» Problem requirements:
Select each line in the entries below that contains the word "tree", treating uppercase and lowercase as different.
======== Record list ========
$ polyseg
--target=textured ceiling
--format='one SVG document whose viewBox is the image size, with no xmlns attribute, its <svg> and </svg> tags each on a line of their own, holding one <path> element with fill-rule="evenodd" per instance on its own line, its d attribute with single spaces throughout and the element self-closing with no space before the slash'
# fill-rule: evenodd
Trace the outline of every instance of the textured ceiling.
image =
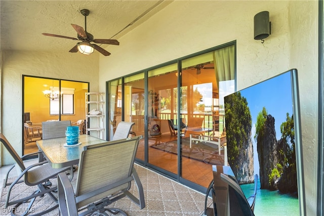
<svg viewBox="0 0 324 216">
<path fill-rule="evenodd" d="M 90 11 L 87 17 L 87 31 L 95 39 L 118 40 L 171 2 L 1 0 L 1 48 L 68 52 L 79 41 L 45 36 L 42 33 L 77 38 L 71 24 L 85 28 L 85 17 L 80 13 L 83 9 Z M 98 45 L 104 49 L 111 46 Z"/>
</svg>

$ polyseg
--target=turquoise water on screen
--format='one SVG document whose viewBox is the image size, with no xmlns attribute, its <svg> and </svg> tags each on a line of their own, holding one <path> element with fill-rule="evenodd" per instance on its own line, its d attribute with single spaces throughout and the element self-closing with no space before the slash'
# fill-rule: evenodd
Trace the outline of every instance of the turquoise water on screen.
<svg viewBox="0 0 324 216">
<path fill-rule="evenodd" d="M 260 179 L 258 179 L 254 207 L 256 216 L 299 215 L 299 203 L 297 196 L 282 194 L 277 191 L 261 190 L 260 185 Z M 240 186 L 247 198 L 253 194 L 254 183 Z"/>
</svg>

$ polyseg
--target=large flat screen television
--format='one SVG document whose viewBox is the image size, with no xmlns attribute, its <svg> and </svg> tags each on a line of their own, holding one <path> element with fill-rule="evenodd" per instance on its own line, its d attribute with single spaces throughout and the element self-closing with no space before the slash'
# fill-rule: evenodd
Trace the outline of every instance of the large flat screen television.
<svg viewBox="0 0 324 216">
<path fill-rule="evenodd" d="M 305 215 L 297 70 L 224 97 L 227 161 L 256 215 Z M 226 165 L 226 164 L 225 164 Z"/>
</svg>

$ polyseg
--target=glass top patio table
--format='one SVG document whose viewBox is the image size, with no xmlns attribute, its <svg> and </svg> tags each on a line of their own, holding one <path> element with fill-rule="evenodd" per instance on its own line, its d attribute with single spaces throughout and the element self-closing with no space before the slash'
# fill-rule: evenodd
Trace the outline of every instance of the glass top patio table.
<svg viewBox="0 0 324 216">
<path fill-rule="evenodd" d="M 79 145 L 66 146 L 65 137 L 37 140 L 36 143 L 52 167 L 61 168 L 77 164 L 84 147 L 107 141 L 83 134 L 79 136 Z"/>
</svg>

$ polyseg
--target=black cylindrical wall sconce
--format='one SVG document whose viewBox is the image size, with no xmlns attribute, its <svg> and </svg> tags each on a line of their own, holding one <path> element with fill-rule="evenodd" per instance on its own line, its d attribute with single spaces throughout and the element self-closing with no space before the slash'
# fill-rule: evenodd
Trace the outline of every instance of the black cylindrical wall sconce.
<svg viewBox="0 0 324 216">
<path fill-rule="evenodd" d="M 262 11 L 254 16 L 254 40 L 263 39 L 271 34 L 271 23 L 269 21 L 269 11 Z"/>
</svg>

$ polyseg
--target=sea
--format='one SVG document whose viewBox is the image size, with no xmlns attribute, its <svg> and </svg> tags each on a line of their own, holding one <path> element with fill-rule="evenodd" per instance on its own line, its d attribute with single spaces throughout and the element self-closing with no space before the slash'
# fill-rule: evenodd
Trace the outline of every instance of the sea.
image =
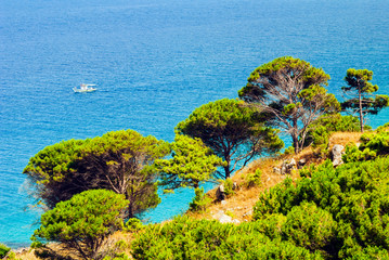
<svg viewBox="0 0 389 260">
<path fill-rule="evenodd" d="M 374 72 L 389 94 L 388 0 L 0 0 L 0 243 L 28 246 L 30 157 L 48 145 L 133 129 L 172 141 L 196 107 L 237 98 L 280 56 L 322 67 L 342 99 L 348 68 Z M 92 93 L 74 93 L 80 83 Z M 374 128 L 389 109 L 369 117 Z M 288 138 L 284 138 L 290 143 Z M 187 209 L 192 190 L 144 214 Z"/>
</svg>

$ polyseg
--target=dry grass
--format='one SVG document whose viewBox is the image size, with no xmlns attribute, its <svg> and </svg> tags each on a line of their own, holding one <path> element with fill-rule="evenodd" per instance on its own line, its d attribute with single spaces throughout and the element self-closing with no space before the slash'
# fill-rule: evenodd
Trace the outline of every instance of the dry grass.
<svg viewBox="0 0 389 260">
<path fill-rule="evenodd" d="M 329 150 L 335 144 L 340 144 L 346 146 L 348 143 L 358 143 L 360 141 L 362 133 L 360 132 L 336 132 L 329 139 Z M 294 158 L 296 161 L 304 158 L 307 165 L 310 164 L 321 164 L 324 161 L 325 157 L 317 155 L 317 151 L 314 151 L 312 147 L 307 147 L 301 151 L 298 155 L 282 155 L 273 158 L 262 158 L 251 162 L 248 167 L 236 172 L 232 180 L 236 182 L 239 186 L 238 191 L 229 198 L 225 199 L 225 203 L 217 202 L 216 199 L 216 188 L 208 192 L 208 196 L 213 199 L 213 203 L 207 208 L 205 212 L 187 212 L 189 216 L 195 219 L 217 219 L 221 213 L 229 212 L 230 216 L 233 216 L 234 219 L 243 221 L 250 221 L 252 207 L 258 200 L 260 193 L 275 186 L 281 183 L 286 176 L 274 172 L 274 167 L 281 167 L 283 160 Z M 259 169 L 262 172 L 261 186 L 254 186 L 246 188 L 245 176 L 248 173 L 255 172 Z M 293 171 L 290 174 L 291 179 L 298 179 L 298 171 Z"/>
<path fill-rule="evenodd" d="M 360 141 L 362 133 L 360 132 L 336 132 L 329 138 L 329 150 L 335 144 L 340 144 L 346 146 L 348 143 L 358 143 Z M 252 214 L 252 207 L 258 200 L 258 196 L 260 193 L 271 188 L 272 186 L 281 183 L 286 176 L 282 176 L 280 173 L 274 172 L 274 167 L 281 167 L 283 160 L 294 158 L 296 161 L 304 158 L 307 160 L 307 165 L 310 164 L 321 164 L 324 158 L 317 156 L 314 150 L 311 147 L 304 148 L 298 155 L 282 155 L 273 158 L 262 158 L 251 162 L 249 166 L 236 172 L 232 180 L 236 182 L 238 185 L 238 190 L 235 191 L 235 194 L 225 199 L 225 203 L 217 202 L 216 199 L 216 188 L 209 191 L 207 196 L 212 198 L 213 203 L 205 210 L 204 212 L 191 212 L 189 211 L 186 214 L 194 219 L 216 219 L 221 216 L 221 213 L 228 212 L 234 219 L 239 220 L 241 222 L 250 221 Z M 261 177 L 261 185 L 254 187 L 245 187 L 245 177 L 248 173 L 254 173 L 257 169 L 262 172 Z M 295 180 L 299 178 L 298 171 L 293 171 L 290 177 Z M 128 233 L 117 232 L 112 237 L 109 237 L 108 244 L 103 250 L 107 250 L 108 248 L 115 248 L 116 243 L 119 240 L 126 242 L 128 245 L 131 243 L 131 235 Z M 62 248 L 56 244 L 51 244 L 50 248 L 55 251 L 62 251 L 65 253 L 63 256 L 68 255 L 67 251 L 62 250 Z M 126 255 L 131 256 L 130 248 L 124 248 L 124 252 Z M 34 250 L 29 249 L 25 252 L 16 253 L 16 259 L 21 258 L 23 260 L 38 260 L 34 255 Z M 78 259 L 78 258 L 75 258 Z"/>
<path fill-rule="evenodd" d="M 116 232 L 114 233 L 108 239 L 107 243 L 101 248 L 101 251 L 108 252 L 109 250 L 113 250 L 114 252 L 125 252 L 127 256 L 131 256 L 130 251 L 130 243 L 131 243 L 131 234 L 130 233 L 124 233 L 124 232 Z M 125 246 L 118 246 L 118 242 L 124 242 Z M 69 251 L 68 249 L 65 249 L 63 246 L 56 243 L 49 244 L 47 246 L 48 248 L 44 249 L 48 253 L 50 253 L 50 257 L 47 258 L 39 258 L 35 253 L 35 249 L 18 249 L 16 250 L 16 259 L 22 260 L 41 260 L 41 259 L 48 259 L 48 260 L 56 260 L 56 259 L 64 259 L 68 256 L 72 257 L 74 260 L 81 260 L 74 251 Z M 42 249 L 37 249 L 42 250 Z"/>
<path fill-rule="evenodd" d="M 346 146 L 348 143 L 359 143 L 362 134 L 361 132 L 335 132 L 329 138 L 328 146 L 332 148 L 335 144 Z"/>
</svg>

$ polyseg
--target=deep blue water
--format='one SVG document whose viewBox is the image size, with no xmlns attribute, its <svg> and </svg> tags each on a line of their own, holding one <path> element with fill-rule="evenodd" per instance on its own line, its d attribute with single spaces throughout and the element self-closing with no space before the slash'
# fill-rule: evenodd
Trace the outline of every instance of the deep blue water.
<svg viewBox="0 0 389 260">
<path fill-rule="evenodd" d="M 22 174 L 44 146 L 133 129 L 173 140 L 202 104 L 236 98 L 251 70 L 291 55 L 323 67 L 338 98 L 350 67 L 389 94 L 388 0 L 0 0 L 0 242 L 29 243 L 39 217 Z M 75 94 L 81 82 L 99 90 Z M 389 121 L 389 109 L 372 118 Z M 148 213 L 186 209 L 183 191 Z"/>
</svg>

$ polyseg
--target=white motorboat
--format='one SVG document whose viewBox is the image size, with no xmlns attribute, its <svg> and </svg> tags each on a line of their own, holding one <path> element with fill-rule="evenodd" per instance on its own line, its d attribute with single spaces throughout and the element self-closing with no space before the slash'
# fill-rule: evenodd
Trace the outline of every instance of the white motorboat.
<svg viewBox="0 0 389 260">
<path fill-rule="evenodd" d="M 95 91 L 95 90 L 96 90 L 96 88 L 93 88 L 93 86 L 95 86 L 95 84 L 81 83 L 79 89 L 77 89 L 77 88 L 75 87 L 75 88 L 73 88 L 73 90 L 74 90 L 76 93 L 92 92 L 92 91 Z"/>
</svg>

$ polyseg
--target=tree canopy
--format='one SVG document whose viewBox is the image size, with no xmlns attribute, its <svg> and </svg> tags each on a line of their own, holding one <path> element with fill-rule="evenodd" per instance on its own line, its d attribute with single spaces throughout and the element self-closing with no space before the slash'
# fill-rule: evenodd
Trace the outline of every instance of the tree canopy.
<svg viewBox="0 0 389 260">
<path fill-rule="evenodd" d="M 364 130 L 368 114 L 376 115 L 389 106 L 388 95 L 373 94 L 378 91 L 378 86 L 369 82 L 372 79 L 372 70 L 349 68 L 345 77 L 347 86 L 341 88 L 345 94 L 351 96 L 341 103 L 341 107 L 359 115 L 361 132 Z"/>
<path fill-rule="evenodd" d="M 283 147 L 276 130 L 260 122 L 257 109 L 236 100 L 219 100 L 196 108 L 176 127 L 180 134 L 199 138 L 226 164 L 226 179 L 238 162 L 245 166 L 255 156 L 271 154 Z"/>
<path fill-rule="evenodd" d="M 168 152 L 168 144 L 154 136 L 114 131 L 47 146 L 30 158 L 24 173 L 49 209 L 83 191 L 106 188 L 126 195 L 128 216 L 133 217 L 160 202 L 153 164 Z"/>
<path fill-rule="evenodd" d="M 41 216 L 33 239 L 62 243 L 83 259 L 96 259 L 105 239 L 122 227 L 125 196 L 106 190 L 91 190 L 59 203 Z"/>
<path fill-rule="evenodd" d="M 171 158 L 155 161 L 161 173 L 161 185 L 168 188 L 180 186 L 197 188 L 200 183 L 212 179 L 218 167 L 223 165 L 223 160 L 216 156 L 200 139 L 178 134 L 171 148 Z"/>
<path fill-rule="evenodd" d="M 258 105 L 269 125 L 290 134 L 298 153 L 309 125 L 321 115 L 340 110 L 336 98 L 324 88 L 328 80 L 322 68 L 284 56 L 256 68 L 238 95 Z"/>
</svg>

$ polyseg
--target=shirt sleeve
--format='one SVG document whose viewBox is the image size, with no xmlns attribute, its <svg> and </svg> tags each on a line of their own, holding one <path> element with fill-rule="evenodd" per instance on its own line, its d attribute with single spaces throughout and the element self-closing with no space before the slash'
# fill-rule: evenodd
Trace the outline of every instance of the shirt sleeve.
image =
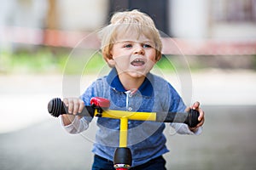
<svg viewBox="0 0 256 170">
<path fill-rule="evenodd" d="M 72 134 L 79 133 L 89 128 L 89 122 L 84 117 L 79 119 L 78 116 L 75 116 L 71 124 L 64 126 L 62 116 L 61 116 L 61 123 L 64 129 Z"/>
<path fill-rule="evenodd" d="M 186 105 L 183 103 L 182 98 L 173 87 L 169 84 L 170 93 L 170 106 L 169 111 L 171 112 L 183 112 L 185 111 Z M 179 134 L 195 134 L 199 135 L 202 133 L 202 127 L 200 127 L 196 131 L 192 132 L 189 126 L 185 123 L 171 123 L 171 127 Z"/>
</svg>

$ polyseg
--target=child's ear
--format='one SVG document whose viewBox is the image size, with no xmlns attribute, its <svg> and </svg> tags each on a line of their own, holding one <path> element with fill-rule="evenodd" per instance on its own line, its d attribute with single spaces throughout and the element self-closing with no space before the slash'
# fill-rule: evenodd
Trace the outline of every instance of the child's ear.
<svg viewBox="0 0 256 170">
<path fill-rule="evenodd" d="M 160 59 L 161 59 L 161 57 L 162 57 L 162 54 L 158 54 L 157 56 L 156 56 L 156 62 L 158 62 Z"/>
<path fill-rule="evenodd" d="M 113 67 L 115 65 L 115 61 L 113 60 L 112 55 L 107 54 L 102 54 L 103 58 L 110 67 Z"/>
</svg>

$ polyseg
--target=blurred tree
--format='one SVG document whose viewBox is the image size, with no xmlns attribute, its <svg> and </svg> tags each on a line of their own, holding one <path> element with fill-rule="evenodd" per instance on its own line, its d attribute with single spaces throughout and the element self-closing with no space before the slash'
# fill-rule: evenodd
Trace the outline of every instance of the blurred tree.
<svg viewBox="0 0 256 170">
<path fill-rule="evenodd" d="M 57 8 L 55 0 L 48 0 L 49 8 L 46 18 L 46 27 L 49 29 L 58 28 Z"/>
</svg>

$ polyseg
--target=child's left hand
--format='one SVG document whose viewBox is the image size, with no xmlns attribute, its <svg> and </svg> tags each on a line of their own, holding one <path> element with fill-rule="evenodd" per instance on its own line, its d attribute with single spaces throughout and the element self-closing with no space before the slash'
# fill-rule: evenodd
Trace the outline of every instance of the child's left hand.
========
» Complete response:
--target=tree canopy
Trace the outline of every instance of the tree canopy.
--target=blurred tree
Trace the outline of every instance of the blurred tree.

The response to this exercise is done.